▶ _Work item_: The records below must be output exactly, with no images carried over.

-------- Information

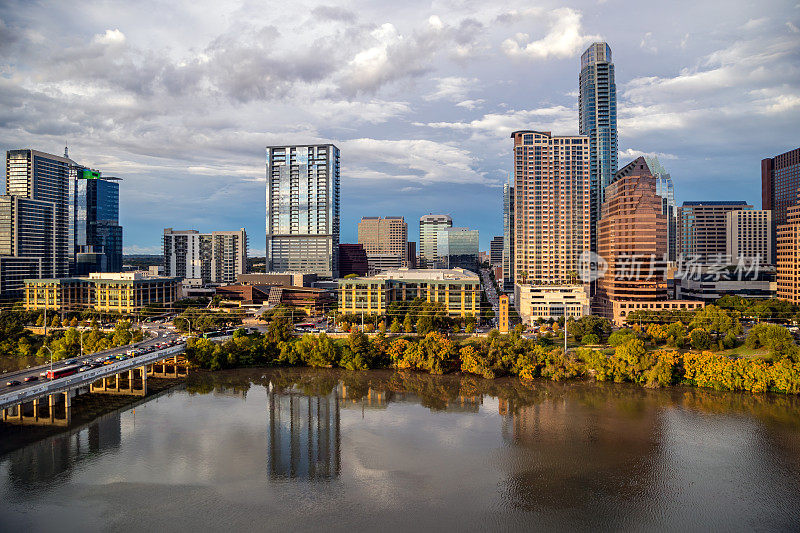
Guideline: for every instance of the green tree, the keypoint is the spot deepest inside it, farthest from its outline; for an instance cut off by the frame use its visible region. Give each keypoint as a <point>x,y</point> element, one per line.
<point>590,339</point>
<point>408,325</point>
<point>700,339</point>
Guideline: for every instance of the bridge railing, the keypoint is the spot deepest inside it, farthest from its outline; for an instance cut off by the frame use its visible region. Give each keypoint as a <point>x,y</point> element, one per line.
<point>84,378</point>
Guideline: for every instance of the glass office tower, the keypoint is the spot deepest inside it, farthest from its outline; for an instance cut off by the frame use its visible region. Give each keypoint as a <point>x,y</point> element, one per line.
<point>666,190</point>
<point>44,177</point>
<point>95,232</point>
<point>508,237</point>
<point>303,209</point>
<point>429,226</point>
<point>457,248</point>
<point>597,108</point>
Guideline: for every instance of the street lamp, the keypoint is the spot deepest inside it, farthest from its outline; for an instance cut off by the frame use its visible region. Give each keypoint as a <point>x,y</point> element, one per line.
<point>51,358</point>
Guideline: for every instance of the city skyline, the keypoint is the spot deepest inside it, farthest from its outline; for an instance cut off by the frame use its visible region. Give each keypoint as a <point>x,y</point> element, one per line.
<point>420,102</point>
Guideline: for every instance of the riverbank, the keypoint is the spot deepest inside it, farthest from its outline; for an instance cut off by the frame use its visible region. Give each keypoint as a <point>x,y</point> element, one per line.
<point>503,355</point>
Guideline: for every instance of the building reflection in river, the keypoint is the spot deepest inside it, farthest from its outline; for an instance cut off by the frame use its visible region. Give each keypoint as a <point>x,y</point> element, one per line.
<point>303,437</point>
<point>46,461</point>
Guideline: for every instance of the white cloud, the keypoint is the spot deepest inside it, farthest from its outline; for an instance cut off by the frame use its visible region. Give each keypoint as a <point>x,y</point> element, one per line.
<point>630,154</point>
<point>453,88</point>
<point>564,38</point>
<point>471,104</point>
<point>559,119</point>
<point>110,37</point>
<point>423,161</point>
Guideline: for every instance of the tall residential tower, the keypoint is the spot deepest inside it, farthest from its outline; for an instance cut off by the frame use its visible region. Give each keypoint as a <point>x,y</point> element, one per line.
<point>429,226</point>
<point>303,209</point>
<point>597,108</point>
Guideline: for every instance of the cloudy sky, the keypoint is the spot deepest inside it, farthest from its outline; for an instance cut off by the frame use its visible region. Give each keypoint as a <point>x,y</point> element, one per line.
<point>180,98</point>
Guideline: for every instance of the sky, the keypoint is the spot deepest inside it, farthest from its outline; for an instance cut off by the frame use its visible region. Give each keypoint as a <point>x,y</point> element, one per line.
<point>180,98</point>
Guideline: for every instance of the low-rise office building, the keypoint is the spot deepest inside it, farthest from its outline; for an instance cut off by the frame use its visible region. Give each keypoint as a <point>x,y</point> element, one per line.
<point>124,292</point>
<point>709,286</point>
<point>551,301</point>
<point>457,289</point>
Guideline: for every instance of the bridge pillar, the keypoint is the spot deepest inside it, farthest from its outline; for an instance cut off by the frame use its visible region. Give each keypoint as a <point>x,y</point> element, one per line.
<point>67,407</point>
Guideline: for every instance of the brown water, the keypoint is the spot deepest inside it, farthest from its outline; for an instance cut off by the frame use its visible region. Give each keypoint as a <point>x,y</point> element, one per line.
<point>253,450</point>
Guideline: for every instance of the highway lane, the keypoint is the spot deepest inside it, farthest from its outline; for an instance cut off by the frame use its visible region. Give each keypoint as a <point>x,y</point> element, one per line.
<point>160,336</point>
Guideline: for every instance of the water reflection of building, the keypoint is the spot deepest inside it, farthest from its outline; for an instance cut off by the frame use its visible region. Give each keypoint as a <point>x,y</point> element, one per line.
<point>303,440</point>
<point>48,460</point>
<point>606,445</point>
<point>350,397</point>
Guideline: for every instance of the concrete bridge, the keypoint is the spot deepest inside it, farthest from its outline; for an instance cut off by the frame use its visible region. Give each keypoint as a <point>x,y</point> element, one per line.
<point>127,377</point>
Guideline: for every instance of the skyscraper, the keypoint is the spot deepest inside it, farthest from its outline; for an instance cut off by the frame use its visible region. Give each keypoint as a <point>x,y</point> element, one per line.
<point>95,233</point>
<point>597,108</point>
<point>702,229</point>
<point>496,251</point>
<point>457,248</point>
<point>384,238</point>
<point>303,209</point>
<point>551,205</point>
<point>631,241</point>
<point>788,242</point>
<point>27,242</point>
<point>666,190</point>
<point>780,182</point>
<point>429,226</point>
<point>216,257</point>
<point>508,237</point>
<point>44,177</point>
<point>748,236</point>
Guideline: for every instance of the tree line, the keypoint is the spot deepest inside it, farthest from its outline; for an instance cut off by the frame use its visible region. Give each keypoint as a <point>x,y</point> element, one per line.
<point>503,355</point>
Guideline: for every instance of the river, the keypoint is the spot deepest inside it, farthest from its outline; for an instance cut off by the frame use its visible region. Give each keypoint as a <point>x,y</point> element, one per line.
<point>301,449</point>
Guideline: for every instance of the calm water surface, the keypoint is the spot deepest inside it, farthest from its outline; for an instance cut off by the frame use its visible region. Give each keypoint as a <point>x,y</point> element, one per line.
<point>326,450</point>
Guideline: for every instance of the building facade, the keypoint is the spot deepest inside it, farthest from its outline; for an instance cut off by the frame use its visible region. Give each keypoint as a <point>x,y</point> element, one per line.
<point>551,301</point>
<point>788,254</point>
<point>44,177</point>
<point>702,229</point>
<point>411,255</point>
<point>124,292</point>
<point>429,226</point>
<point>458,290</point>
<point>748,238</point>
<point>551,206</point>
<point>632,243</point>
<point>352,260</point>
<point>303,209</point>
<point>508,237</point>
<point>95,233</point>
<point>597,115</point>
<point>216,257</point>
<point>27,242</point>
<point>666,190</point>
<point>496,251</point>
<point>384,236</point>
<point>780,181</point>
<point>709,286</point>
<point>458,248</point>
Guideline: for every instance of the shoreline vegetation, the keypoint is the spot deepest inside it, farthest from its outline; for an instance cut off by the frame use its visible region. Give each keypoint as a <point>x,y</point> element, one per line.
<point>652,356</point>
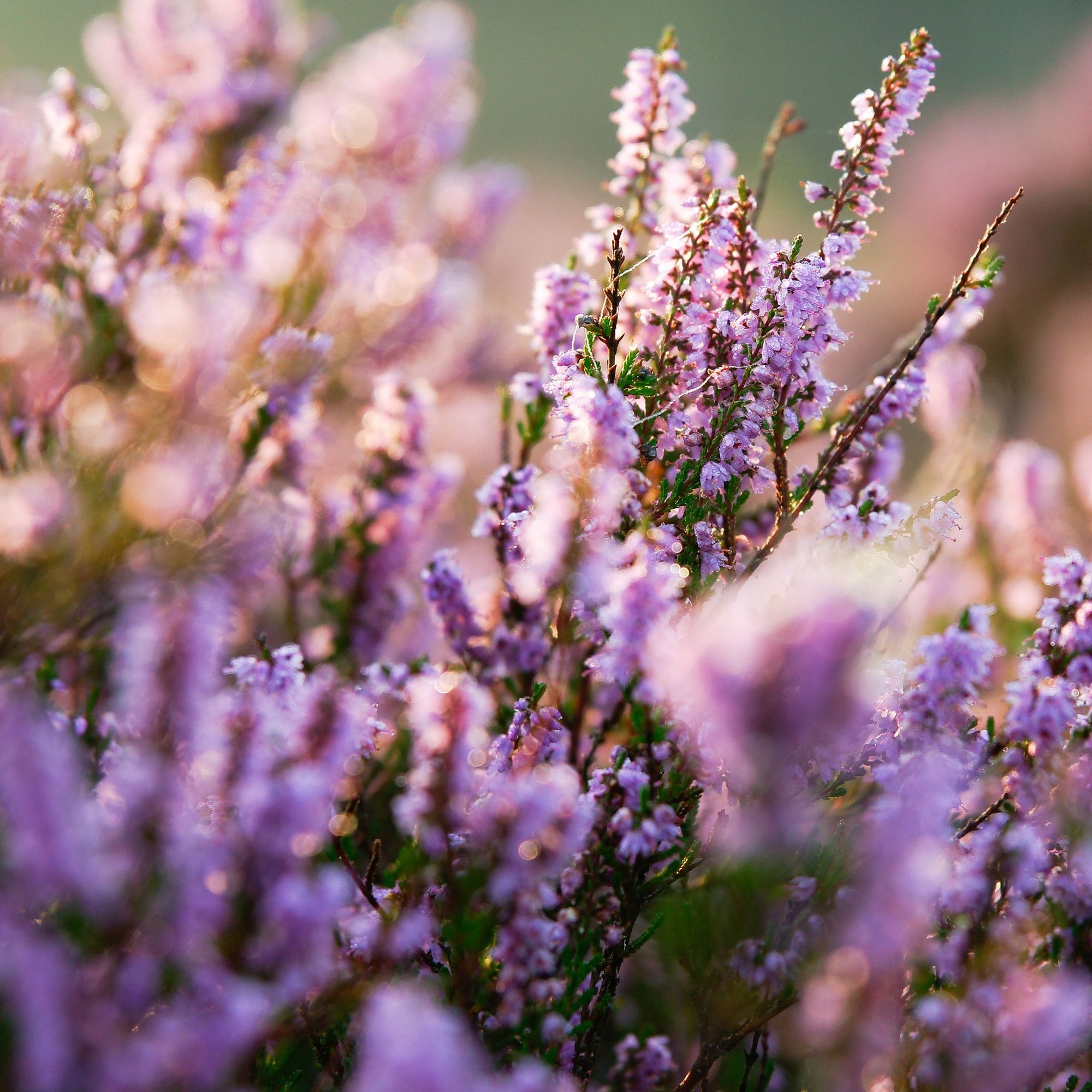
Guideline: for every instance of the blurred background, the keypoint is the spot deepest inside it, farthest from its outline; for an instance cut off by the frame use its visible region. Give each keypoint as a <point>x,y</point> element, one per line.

----------------

▶ _Response to this task_:
Guideline: for every instance of the green tree, the keypoint is the spot deepest inside it, farthest from its outline; for an instance cut off by the frame use its visible region. Give each keypoint as a <point>x,y</point> element, one per line.
<point>590,339</point>
<point>408,325</point>
<point>700,339</point>
Guideline: for every instance of the bridge railing, the keypoint is the spot deepest inside it, farthest from its outline; for an instance cut off by the frame use its visible region. Give each keypoint as a <point>x,y</point> element, one per line.
<point>84,378</point>
Guideline: for every instance of the glass office tower, the keypoint is the spot deepest inside it, farthest from its outline; for an instance cut off by the frame use its visible region. Give each keypoint as a <point>x,y</point> element, one per line.
<point>666,190</point>
<point>44,177</point>
<point>95,232</point>
<point>508,237</point>
<point>303,209</point>
<point>429,226</point>
<point>457,248</point>
<point>597,108</point>
Guideline: for every instance of the street lamp, the keypoint is the spot deepest inside it, farthest from its outline; for an instance cut off by the frame use its visible region. Give each keypoint as a <point>x,y</point> element, one per line.
<point>51,358</point>
Guideline: for every instance of the city skyline, the keypoint is the spot deepest inside it, farthest from its outline; for an instance cut off by the frame use its visible region. Give each keypoint as a <point>x,y</point> element, one per line.
<point>420,102</point>
Guideline: for every instance of the riverbank, the keypoint is the spot deepest inside it, farthest from its outline; for an instance cut off by the frame use its visible region. Give each keypoint as a <point>x,y</point> element, one per line.
<point>503,355</point>
Guideline: for every instance of the building reflection in river, the keypoint is the spot deepest inside it, farthest from its outline; for an instance cut off by the frame use its visible region. Give each keypoint as a <point>x,y</point> element, one per line.
<point>303,437</point>
<point>46,461</point>
Guideline: for every instance of the white cloud, the keypoint is the spot deepest inside it, farthest from its outline; for an instance cut off by the frame use its visible region. Give each keypoint as a <point>x,y</point> element, one per line.
<point>630,154</point>
<point>453,88</point>
<point>564,38</point>
<point>471,104</point>
<point>559,119</point>
<point>110,37</point>
<point>423,161</point>
Guideline: for every instance of the tall residential tower, the keypoint is the spot deepest inside it, farthest from its outline; for an instance cut off by the frame use its visible region. Give each keypoint as a <point>x,y</point> element, one per line.
<point>429,226</point>
<point>303,209</point>
<point>597,108</point>
Guideline: for every instance of the cloudy sky, the keypoint is the spot deepest inside it, farthest from its outline; for an instance cut off by the frame use its visible region. Give each keypoint as a <point>x,y</point> element, one per line.
<point>180,98</point>
Guideline: for every instance of the sky, the keypoint is the spot deepest inside it, farthest from its outline; for an instance cut off by the frame use its visible region. Give each keypoint as a <point>x,y</point> element, one per line.
<point>180,98</point>
Guideline: for every instance of the low-rise office building, the keypoint is the spot deepest inside it, farthest from its outline; for an instance cut off by the frame use its visible region. Give each keypoint as a <point>x,y</point> element, one per line.
<point>124,292</point>
<point>709,286</point>
<point>551,301</point>
<point>457,289</point>
Guideline: for every instance of the bridge pillar, the keypoint is the spot deepest inside it, farthest from its outline; for an instance cut off by the frame use its visible region. Give each keypoint as a <point>x,y</point> element, one per line.
<point>67,407</point>
Guideline: for every instance of the brown water, the keypoint is the spot deepest inside it, farthest from its outline; for an instance cut off by the frame use its visible region. Give each keypoint as a <point>x,y</point> element, one per line.
<point>253,450</point>
Guideline: for every instance of the highway lane, the keypoint is the spot deepest inside it, farthest from its outline; for an instance cut off by the frame use its visible region. Give each keypoint as a <point>x,y</point> element, one per line.
<point>160,336</point>
Guideline: for every instance of the water reflection of building, the keypoint is the spot deepest inside it, farthest from its outline; for an instance cut off by the frame use its visible region. Give each keypoint as a <point>x,y</point> element, one per line.
<point>303,440</point>
<point>48,460</point>
<point>606,445</point>
<point>350,397</point>
Guideline: for every instance of the concrete bridge, the keypoint is the spot deepest inside it, farthest from its outline; for an instance cut off by the frame use its visible region. Give each keypoint as a <point>x,y</point> element, one per line.
<point>127,377</point>
Guideline: for every instance of the skyscraper, the keypoint is the spot deepest inside it, farthest from its outline; for an instance cut off by the frame use its visible region. Give each keypoint as a <point>x,y</point> element, one per line.
<point>95,233</point>
<point>597,108</point>
<point>702,229</point>
<point>496,251</point>
<point>457,248</point>
<point>384,238</point>
<point>303,209</point>
<point>551,205</point>
<point>631,241</point>
<point>788,242</point>
<point>27,242</point>
<point>666,190</point>
<point>780,182</point>
<point>429,226</point>
<point>216,257</point>
<point>508,237</point>
<point>44,177</point>
<point>748,236</point>
Guideline: for every instance of the tree line, the keypoint is the spot deepest inside it, farthest from its outline; for an instance cut off by the frame use its visible region. Give each keypoint as a <point>x,y</point> element, one per line.
<point>503,355</point>
Guideline: for every instance of the river, the keypoint is the spot deepest inside it, farthest from its outline; for an instance cut off by the frame use its visible region. Give each keypoint as a <point>x,y</point> element, one per line.
<point>301,449</point>
Guideline: for every instance of the calm water surface, the keypoint is the spot deepest inside it, farthest from its outline; for an instance cut off by the frame use its visible region. Give each keypoint as a <point>x,y</point> element, one per line.
<point>326,450</point>
Guideline: for every instance of the building facade, the keypoint is the spot deepest inside it, farthest from its outline; for an instance cut off by the frame use its visible region. Give each keypoint as a <point>x,y</point> element, one per line.
<point>551,301</point>
<point>788,254</point>
<point>44,177</point>
<point>702,229</point>
<point>411,255</point>
<point>124,292</point>
<point>429,226</point>
<point>458,290</point>
<point>748,238</point>
<point>551,206</point>
<point>632,243</point>
<point>352,260</point>
<point>303,209</point>
<point>508,237</point>
<point>95,233</point>
<point>597,115</point>
<point>216,257</point>
<point>27,242</point>
<point>666,190</point>
<point>496,251</point>
<point>384,236</point>
<point>780,181</point>
<point>709,286</point>
<point>458,248</point>
Guideline: for every instance of the shoreline vegetation, the keypoint is the spot deepest inside it, farthest from its outline; for an instance cut off by the frame use its visible region. Give each keypoint as a <point>x,y</point> element, one per line.
<point>652,356</point>
Guideline: for every instance of the blurred background, the keypoint is the spot deepest inside it, farthest from its outline; for an instance cut off by the frame use its visible region. Give each keypoint as a <point>x,y</point> element, one per line.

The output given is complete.